Material for the task: Begin

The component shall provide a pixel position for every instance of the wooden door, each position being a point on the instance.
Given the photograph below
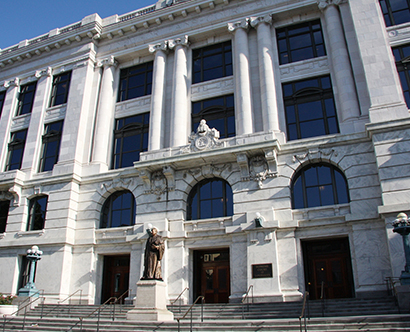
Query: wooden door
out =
(213, 277)
(115, 277)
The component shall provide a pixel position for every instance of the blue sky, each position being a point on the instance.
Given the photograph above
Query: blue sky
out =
(26, 19)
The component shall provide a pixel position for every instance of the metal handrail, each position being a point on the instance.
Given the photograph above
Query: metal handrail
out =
(322, 297)
(202, 298)
(303, 313)
(245, 297)
(81, 319)
(179, 298)
(25, 311)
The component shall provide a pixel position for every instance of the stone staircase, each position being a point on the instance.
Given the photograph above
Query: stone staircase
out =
(339, 315)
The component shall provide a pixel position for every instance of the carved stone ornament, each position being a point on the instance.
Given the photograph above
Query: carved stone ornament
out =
(259, 170)
(204, 139)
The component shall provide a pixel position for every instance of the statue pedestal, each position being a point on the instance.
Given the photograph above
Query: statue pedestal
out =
(150, 304)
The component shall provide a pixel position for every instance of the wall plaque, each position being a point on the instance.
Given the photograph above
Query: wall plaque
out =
(261, 271)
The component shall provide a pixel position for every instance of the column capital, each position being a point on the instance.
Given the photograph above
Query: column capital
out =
(255, 21)
(183, 41)
(323, 4)
(242, 24)
(107, 62)
(15, 82)
(162, 46)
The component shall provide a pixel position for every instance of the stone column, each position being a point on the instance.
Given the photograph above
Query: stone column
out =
(243, 113)
(180, 117)
(268, 90)
(157, 96)
(342, 70)
(383, 84)
(104, 121)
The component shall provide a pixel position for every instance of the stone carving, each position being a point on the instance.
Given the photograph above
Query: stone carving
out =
(259, 170)
(204, 139)
(154, 251)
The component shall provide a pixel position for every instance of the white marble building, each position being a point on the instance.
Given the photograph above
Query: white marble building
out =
(308, 138)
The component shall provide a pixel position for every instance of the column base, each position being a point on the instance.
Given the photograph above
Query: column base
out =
(150, 304)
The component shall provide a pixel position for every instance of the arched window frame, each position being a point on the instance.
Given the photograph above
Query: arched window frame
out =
(338, 182)
(194, 211)
(108, 210)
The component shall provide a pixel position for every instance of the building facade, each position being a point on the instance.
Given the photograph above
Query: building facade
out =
(290, 183)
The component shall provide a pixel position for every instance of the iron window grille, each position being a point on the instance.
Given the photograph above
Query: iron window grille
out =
(212, 62)
(402, 57)
(135, 81)
(210, 198)
(219, 113)
(395, 11)
(319, 185)
(300, 42)
(16, 150)
(26, 98)
(310, 108)
(60, 89)
(51, 146)
(37, 213)
(130, 139)
(118, 210)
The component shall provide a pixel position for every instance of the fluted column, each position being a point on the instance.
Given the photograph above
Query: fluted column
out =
(180, 118)
(104, 121)
(157, 96)
(243, 113)
(268, 91)
(342, 70)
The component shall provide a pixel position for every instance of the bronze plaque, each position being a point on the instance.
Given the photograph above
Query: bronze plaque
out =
(261, 271)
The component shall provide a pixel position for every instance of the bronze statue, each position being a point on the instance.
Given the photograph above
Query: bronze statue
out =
(154, 250)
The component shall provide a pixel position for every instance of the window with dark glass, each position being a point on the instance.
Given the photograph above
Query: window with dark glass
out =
(212, 62)
(2, 98)
(4, 213)
(118, 210)
(219, 113)
(26, 98)
(135, 81)
(37, 213)
(310, 108)
(395, 11)
(59, 90)
(319, 185)
(51, 146)
(211, 198)
(16, 150)
(300, 42)
(130, 139)
(402, 57)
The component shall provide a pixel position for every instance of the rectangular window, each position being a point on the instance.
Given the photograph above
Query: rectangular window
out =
(60, 88)
(300, 42)
(2, 98)
(395, 11)
(212, 62)
(16, 150)
(130, 139)
(51, 146)
(4, 213)
(219, 113)
(402, 55)
(135, 82)
(310, 108)
(26, 98)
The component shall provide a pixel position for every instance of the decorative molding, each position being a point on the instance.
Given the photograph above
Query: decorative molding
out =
(204, 139)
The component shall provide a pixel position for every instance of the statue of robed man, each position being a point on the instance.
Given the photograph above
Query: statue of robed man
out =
(154, 250)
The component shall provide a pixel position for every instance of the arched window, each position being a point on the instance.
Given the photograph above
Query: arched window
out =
(319, 185)
(210, 198)
(37, 213)
(118, 210)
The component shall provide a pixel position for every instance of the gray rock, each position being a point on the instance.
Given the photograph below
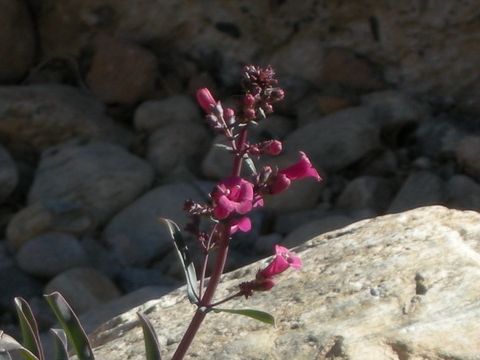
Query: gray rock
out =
(466, 154)
(40, 116)
(136, 236)
(289, 221)
(50, 254)
(17, 39)
(394, 108)
(139, 299)
(177, 147)
(366, 192)
(137, 66)
(379, 289)
(301, 195)
(101, 178)
(83, 288)
(326, 223)
(39, 218)
(6, 260)
(419, 189)
(463, 193)
(337, 140)
(155, 114)
(15, 282)
(131, 279)
(8, 174)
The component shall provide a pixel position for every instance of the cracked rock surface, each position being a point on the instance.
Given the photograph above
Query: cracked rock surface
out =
(401, 286)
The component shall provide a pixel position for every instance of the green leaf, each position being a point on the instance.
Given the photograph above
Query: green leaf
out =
(61, 344)
(8, 344)
(152, 347)
(254, 314)
(70, 323)
(29, 328)
(185, 259)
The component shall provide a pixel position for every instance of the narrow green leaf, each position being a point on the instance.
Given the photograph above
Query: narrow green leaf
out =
(185, 259)
(254, 314)
(29, 328)
(9, 344)
(61, 344)
(70, 323)
(152, 347)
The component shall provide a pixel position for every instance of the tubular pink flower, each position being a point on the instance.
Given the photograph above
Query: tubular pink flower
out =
(205, 100)
(303, 168)
(242, 224)
(233, 195)
(282, 261)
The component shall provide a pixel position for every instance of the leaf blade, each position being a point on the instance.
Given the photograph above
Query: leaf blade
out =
(185, 259)
(29, 328)
(61, 345)
(71, 325)
(152, 347)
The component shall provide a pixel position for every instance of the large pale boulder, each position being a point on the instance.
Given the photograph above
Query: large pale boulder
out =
(402, 286)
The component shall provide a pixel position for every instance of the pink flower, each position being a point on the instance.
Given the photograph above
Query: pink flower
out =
(282, 261)
(242, 224)
(205, 100)
(302, 169)
(233, 195)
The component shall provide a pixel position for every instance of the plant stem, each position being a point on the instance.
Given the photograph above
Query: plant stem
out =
(223, 238)
(237, 163)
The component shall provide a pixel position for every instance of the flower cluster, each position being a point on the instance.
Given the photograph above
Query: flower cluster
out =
(235, 197)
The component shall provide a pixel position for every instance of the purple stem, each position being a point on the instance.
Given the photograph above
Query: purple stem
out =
(222, 234)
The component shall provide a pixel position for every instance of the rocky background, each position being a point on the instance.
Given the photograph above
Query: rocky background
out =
(100, 136)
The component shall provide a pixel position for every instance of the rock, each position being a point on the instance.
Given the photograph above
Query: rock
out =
(83, 288)
(463, 193)
(301, 195)
(218, 161)
(8, 174)
(99, 177)
(319, 226)
(136, 236)
(154, 114)
(337, 140)
(50, 254)
(133, 278)
(289, 221)
(344, 68)
(372, 290)
(112, 57)
(466, 154)
(6, 259)
(316, 106)
(366, 192)
(50, 216)
(17, 39)
(15, 282)
(176, 148)
(39, 116)
(394, 108)
(421, 188)
(139, 299)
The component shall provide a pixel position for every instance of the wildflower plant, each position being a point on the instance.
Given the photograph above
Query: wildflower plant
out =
(212, 224)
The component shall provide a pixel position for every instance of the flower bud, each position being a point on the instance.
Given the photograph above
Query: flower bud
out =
(277, 94)
(250, 113)
(248, 100)
(272, 147)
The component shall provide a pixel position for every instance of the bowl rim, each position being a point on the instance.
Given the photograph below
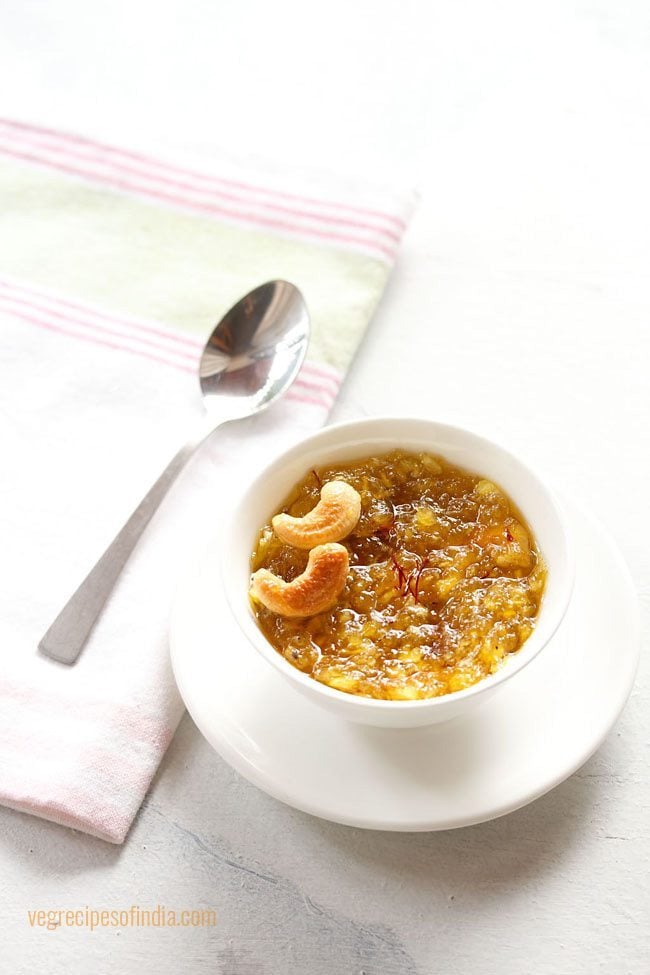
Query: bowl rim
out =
(254, 634)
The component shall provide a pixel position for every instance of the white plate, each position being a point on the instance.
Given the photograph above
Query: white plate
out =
(525, 740)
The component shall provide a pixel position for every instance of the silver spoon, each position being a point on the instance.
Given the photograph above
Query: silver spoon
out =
(251, 358)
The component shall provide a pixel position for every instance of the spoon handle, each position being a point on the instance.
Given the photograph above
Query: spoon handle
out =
(68, 633)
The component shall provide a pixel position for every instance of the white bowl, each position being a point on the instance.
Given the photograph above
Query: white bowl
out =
(348, 441)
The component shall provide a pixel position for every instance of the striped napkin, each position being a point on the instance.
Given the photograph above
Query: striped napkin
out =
(114, 267)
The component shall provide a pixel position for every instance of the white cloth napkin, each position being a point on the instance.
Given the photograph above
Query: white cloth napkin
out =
(113, 267)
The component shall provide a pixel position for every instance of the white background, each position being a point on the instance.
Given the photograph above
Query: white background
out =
(520, 307)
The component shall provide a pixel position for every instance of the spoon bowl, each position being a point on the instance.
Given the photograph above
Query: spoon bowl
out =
(251, 358)
(255, 352)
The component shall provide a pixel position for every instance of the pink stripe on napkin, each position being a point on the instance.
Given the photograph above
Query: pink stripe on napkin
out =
(95, 401)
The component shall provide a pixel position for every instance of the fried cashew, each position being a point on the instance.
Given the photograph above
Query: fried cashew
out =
(334, 517)
(316, 590)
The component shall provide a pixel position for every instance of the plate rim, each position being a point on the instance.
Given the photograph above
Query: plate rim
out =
(243, 766)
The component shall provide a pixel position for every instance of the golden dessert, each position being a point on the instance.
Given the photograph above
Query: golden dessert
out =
(420, 587)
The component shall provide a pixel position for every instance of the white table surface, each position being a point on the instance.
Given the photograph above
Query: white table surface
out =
(523, 279)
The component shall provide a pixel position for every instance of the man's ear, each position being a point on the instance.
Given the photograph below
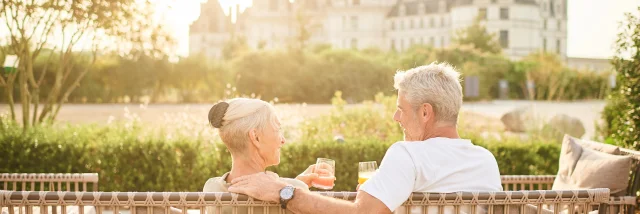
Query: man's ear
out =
(254, 138)
(427, 112)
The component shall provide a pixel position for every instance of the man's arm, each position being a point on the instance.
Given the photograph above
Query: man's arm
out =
(307, 202)
(266, 187)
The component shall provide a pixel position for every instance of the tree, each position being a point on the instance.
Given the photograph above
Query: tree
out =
(60, 28)
(622, 112)
(477, 36)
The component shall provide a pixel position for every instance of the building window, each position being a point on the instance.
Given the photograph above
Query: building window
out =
(482, 13)
(393, 44)
(354, 22)
(504, 13)
(504, 39)
(559, 24)
(273, 5)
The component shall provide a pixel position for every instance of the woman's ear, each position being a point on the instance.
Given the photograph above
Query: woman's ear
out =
(254, 138)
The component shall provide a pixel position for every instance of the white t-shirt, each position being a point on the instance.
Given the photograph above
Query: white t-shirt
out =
(434, 165)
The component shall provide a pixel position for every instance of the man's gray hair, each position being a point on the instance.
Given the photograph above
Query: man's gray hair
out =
(437, 84)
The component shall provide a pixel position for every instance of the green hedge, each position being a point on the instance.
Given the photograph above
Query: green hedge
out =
(126, 161)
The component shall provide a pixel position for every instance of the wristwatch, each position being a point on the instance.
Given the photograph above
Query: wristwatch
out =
(286, 194)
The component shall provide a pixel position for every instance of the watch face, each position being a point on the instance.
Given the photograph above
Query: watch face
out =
(286, 193)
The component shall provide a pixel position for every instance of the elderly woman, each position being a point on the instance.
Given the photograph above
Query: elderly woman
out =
(251, 131)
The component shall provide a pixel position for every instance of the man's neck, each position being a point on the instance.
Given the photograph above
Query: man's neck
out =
(450, 132)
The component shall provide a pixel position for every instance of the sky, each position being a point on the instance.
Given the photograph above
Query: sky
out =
(592, 24)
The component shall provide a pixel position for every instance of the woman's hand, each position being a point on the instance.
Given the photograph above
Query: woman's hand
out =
(311, 173)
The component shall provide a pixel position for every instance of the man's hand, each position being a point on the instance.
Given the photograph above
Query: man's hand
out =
(312, 172)
(263, 186)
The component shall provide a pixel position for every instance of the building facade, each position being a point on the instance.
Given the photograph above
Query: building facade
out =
(521, 26)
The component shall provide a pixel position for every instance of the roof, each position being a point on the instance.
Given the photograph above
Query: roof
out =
(431, 6)
(413, 7)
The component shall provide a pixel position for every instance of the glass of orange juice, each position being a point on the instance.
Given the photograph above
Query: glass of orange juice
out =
(366, 170)
(326, 174)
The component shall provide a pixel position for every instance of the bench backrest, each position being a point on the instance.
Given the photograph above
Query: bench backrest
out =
(523, 202)
(76, 182)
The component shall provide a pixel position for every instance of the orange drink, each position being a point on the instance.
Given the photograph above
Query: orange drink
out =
(324, 182)
(325, 168)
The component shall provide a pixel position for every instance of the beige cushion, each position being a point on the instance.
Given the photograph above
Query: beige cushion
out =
(585, 168)
(606, 148)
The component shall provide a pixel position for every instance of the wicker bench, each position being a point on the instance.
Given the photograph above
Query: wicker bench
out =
(508, 202)
(627, 204)
(72, 182)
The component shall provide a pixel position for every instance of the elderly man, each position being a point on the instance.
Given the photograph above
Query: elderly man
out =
(432, 157)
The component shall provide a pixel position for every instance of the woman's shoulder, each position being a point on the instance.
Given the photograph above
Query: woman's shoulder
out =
(216, 184)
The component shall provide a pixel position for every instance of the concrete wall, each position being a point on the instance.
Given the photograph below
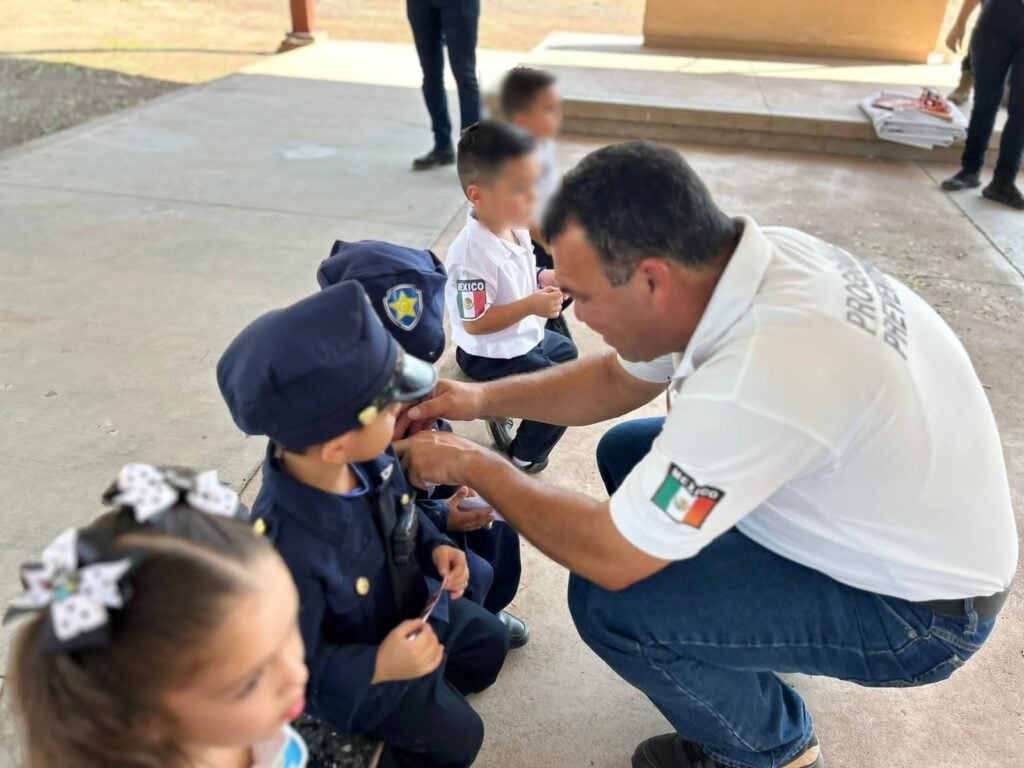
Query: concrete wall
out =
(903, 31)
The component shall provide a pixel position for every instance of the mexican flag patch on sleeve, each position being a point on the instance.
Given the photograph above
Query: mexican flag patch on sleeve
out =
(471, 296)
(684, 500)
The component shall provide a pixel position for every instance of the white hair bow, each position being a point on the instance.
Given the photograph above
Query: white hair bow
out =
(150, 492)
(78, 598)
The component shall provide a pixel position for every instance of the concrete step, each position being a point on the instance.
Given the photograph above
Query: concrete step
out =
(792, 115)
(615, 87)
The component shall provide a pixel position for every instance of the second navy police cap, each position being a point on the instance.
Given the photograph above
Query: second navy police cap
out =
(406, 288)
(317, 369)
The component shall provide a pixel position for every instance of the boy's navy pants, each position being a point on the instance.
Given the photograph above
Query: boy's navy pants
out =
(434, 726)
(534, 440)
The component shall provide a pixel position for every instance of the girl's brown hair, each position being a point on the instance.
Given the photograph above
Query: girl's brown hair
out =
(102, 708)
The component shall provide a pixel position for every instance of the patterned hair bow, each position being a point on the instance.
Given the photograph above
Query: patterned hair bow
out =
(78, 595)
(150, 492)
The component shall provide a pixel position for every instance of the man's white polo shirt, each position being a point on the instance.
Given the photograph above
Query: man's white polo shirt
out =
(483, 270)
(830, 415)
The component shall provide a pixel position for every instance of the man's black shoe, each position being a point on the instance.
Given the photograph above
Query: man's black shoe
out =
(433, 159)
(501, 433)
(672, 752)
(963, 180)
(517, 630)
(1006, 193)
(532, 468)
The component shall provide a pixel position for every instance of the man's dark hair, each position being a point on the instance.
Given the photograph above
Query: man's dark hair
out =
(520, 87)
(485, 146)
(637, 200)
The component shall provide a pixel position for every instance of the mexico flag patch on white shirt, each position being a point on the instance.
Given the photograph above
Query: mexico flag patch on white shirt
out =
(471, 296)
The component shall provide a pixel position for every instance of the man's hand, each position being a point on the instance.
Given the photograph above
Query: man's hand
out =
(436, 458)
(465, 520)
(546, 279)
(451, 562)
(399, 657)
(547, 302)
(452, 399)
(407, 427)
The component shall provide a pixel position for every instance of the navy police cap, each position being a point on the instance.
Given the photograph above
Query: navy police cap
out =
(323, 367)
(406, 287)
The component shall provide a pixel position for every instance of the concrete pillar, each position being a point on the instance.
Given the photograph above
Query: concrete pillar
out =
(303, 26)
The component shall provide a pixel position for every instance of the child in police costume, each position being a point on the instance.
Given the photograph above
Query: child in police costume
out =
(498, 300)
(529, 100)
(406, 287)
(324, 381)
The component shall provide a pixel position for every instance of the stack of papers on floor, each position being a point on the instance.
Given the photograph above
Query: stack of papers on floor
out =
(926, 121)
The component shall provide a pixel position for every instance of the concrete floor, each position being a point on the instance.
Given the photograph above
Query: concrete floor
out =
(134, 248)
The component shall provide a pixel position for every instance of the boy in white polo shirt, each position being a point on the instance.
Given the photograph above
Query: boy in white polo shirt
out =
(499, 301)
(529, 100)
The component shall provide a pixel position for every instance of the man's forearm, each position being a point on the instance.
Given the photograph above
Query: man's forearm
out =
(499, 317)
(571, 394)
(570, 528)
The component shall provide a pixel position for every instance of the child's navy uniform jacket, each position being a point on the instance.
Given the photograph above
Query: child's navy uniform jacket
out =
(334, 549)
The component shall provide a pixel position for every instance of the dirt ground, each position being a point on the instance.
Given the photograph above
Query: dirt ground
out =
(65, 61)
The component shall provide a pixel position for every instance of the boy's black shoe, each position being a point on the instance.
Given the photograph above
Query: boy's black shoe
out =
(501, 433)
(1006, 193)
(672, 752)
(517, 628)
(963, 180)
(433, 159)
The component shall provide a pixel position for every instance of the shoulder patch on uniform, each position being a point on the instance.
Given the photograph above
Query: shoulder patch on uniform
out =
(403, 305)
(471, 296)
(684, 500)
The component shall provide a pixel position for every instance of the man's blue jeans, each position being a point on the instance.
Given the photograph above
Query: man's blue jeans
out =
(997, 51)
(437, 24)
(705, 637)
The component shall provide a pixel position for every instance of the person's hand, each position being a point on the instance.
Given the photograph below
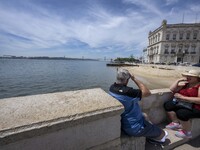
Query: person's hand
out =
(179, 96)
(132, 76)
(182, 81)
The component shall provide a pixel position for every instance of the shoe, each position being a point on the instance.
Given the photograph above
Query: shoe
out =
(162, 141)
(173, 126)
(183, 134)
(152, 141)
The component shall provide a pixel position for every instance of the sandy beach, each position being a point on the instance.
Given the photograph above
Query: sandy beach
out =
(157, 77)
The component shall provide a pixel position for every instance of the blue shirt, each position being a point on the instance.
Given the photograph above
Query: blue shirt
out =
(132, 117)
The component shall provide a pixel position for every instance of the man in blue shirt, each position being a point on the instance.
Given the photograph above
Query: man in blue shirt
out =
(133, 122)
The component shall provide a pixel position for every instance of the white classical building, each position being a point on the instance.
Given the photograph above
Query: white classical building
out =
(172, 43)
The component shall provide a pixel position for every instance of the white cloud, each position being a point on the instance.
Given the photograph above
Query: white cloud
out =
(171, 2)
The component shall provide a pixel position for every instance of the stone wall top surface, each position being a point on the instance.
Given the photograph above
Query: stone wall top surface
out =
(47, 108)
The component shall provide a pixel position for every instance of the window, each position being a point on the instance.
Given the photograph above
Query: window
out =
(180, 48)
(181, 36)
(188, 36)
(193, 49)
(174, 36)
(173, 49)
(167, 37)
(186, 49)
(195, 35)
(166, 49)
(158, 36)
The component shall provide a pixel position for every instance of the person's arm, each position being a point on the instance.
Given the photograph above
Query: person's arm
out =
(195, 100)
(175, 86)
(145, 91)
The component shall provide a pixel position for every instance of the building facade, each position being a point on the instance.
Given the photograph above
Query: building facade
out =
(174, 43)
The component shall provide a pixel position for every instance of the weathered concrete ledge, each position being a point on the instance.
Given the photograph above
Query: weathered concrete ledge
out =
(74, 120)
(84, 119)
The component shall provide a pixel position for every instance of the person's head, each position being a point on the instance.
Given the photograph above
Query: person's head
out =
(192, 76)
(122, 76)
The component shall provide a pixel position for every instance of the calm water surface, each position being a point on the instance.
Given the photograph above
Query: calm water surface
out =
(20, 77)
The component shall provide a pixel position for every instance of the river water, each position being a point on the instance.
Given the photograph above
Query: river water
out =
(20, 77)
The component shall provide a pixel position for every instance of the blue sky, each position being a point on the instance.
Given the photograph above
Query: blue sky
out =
(88, 28)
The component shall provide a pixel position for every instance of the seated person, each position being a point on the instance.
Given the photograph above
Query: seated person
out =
(189, 92)
(133, 122)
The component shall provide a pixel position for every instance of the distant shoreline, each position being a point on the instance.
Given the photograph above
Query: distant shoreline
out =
(48, 58)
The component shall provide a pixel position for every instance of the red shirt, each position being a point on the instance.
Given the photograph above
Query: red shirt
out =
(191, 92)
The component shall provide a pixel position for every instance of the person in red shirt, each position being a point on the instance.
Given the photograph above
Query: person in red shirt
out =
(188, 91)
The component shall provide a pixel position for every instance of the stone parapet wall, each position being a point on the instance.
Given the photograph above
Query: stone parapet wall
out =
(84, 119)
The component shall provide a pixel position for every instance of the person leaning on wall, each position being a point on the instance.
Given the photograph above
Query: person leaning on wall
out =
(188, 91)
(133, 122)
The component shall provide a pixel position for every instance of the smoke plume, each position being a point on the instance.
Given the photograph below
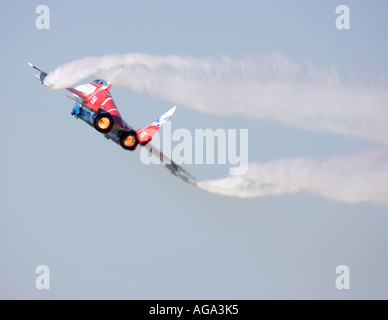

Material for the task: End

Exercise goal: Scan the records above for the string "bowl", and copy every line where it turns up.

Output:
The component shall provide a pixel position for every instance of the bowl rim, each position being a point on the instance.
Query: bowl rim
The component shall provide a pixel position for every instance of the white bowl, each position being a point on the instance.
Query: white bowl
The component shall provide a pixel position for every instance of the spoon bowl, each position being a point on the instance.
Query: spoon bowl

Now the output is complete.